EXERCISE DESCRIPTION ▸
Would you return each entry exactly as written, omitting any pictures?

──────────

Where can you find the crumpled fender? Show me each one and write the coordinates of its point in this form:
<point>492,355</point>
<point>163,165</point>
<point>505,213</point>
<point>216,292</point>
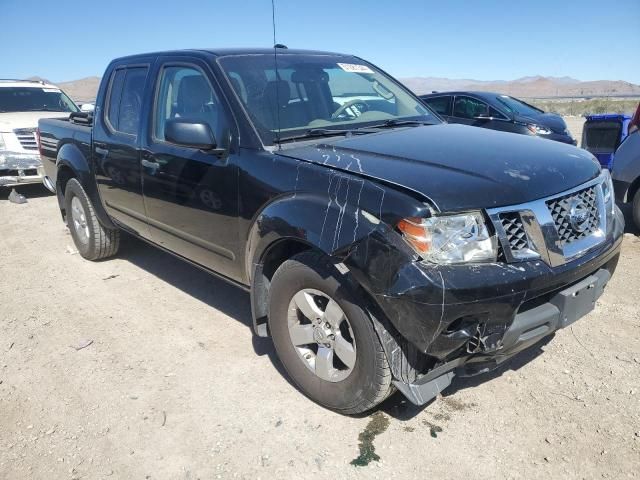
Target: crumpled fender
<point>332,211</point>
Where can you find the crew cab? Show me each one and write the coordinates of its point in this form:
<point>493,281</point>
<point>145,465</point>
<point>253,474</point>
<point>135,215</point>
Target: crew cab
<point>383,248</point>
<point>22,104</point>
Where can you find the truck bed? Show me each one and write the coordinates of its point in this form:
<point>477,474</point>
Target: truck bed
<point>54,135</point>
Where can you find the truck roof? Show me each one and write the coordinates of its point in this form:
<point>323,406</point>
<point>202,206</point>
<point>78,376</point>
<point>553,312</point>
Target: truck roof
<point>607,116</point>
<point>221,52</point>
<point>12,82</point>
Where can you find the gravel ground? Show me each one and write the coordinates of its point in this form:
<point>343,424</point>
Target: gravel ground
<point>145,367</point>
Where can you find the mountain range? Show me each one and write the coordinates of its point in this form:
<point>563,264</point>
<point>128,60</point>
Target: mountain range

──────────

RESULT OF THE TASK ▸
Where can you find the crumpled fender? Show me each one and write the coordinates of its point in this form:
<point>492,355</point>
<point>163,165</point>
<point>505,213</point>
<point>216,292</point>
Target: crumpled fender
<point>332,211</point>
Where can you find the crew cab? Show me each one and write the coordinates of its point in this form:
<point>493,281</point>
<point>145,465</point>
<point>253,474</point>
<point>135,215</point>
Target: crew cab
<point>383,248</point>
<point>22,104</point>
Where can you find the truck bed? Show me each one and write the coordinates of its point in this form:
<point>477,474</point>
Target: truck bed
<point>54,135</point>
Where can you find the truck roof? Show me each one and write the coordinates of its point in this form:
<point>323,406</point>
<point>202,206</point>
<point>78,376</point>
<point>553,312</point>
Target: truck roof
<point>607,116</point>
<point>221,52</point>
<point>12,82</point>
Where can you find the gravel ground? Show me each one and write the coordinates of its point in this form:
<point>343,424</point>
Target: gravel ground
<point>145,367</point>
Where can you find the mountain range? Show me each one and write the coordinates of its point in this form:
<point>563,264</point>
<point>128,60</point>
Target: mountain range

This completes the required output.